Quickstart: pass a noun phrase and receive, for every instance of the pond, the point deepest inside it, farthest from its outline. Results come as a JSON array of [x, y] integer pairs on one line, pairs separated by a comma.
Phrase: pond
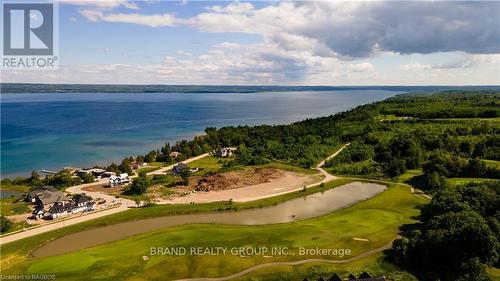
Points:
[[310, 206]]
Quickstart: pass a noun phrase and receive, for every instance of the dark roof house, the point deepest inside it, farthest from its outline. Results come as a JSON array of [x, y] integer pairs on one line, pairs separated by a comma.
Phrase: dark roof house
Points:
[[81, 199]]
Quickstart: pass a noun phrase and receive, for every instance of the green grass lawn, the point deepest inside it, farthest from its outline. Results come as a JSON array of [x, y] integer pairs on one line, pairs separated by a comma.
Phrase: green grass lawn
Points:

====

Work required → Reproduce all of the material above, swapping each "instance" for "occurrence" and leaving everything else unchanged. Omit the pictures from your reproduction.

Response to the task →
Quickstart: pass a noun phrase and receive, for every occurrence of the pond, the point deepest inside it, farthest from its outline. Results come as a JSON array of [x, y] integer pairs on one line, pairs separated by a comma.
Phrase: pond
Points:
[[310, 206]]
Quickstart: pass a noun phrase and receive, for every occurrence of the dark roof house, the point deepest inside it, farthest from its outline. Results come as a JSON array of [x, y] integer pairs on one line, pairs separated by a comma.
Phrase: dark roof house
Points:
[[81, 199]]
Quickstart: pass a noun phrase and receive, for every occurrence of the green grass lawn, the point deepest inside it, farthest from its outline. Results come as a JSON array of [x, y] integer pairs on one line, pairs separated by a comma.
Phrase: green grass lawn
Points:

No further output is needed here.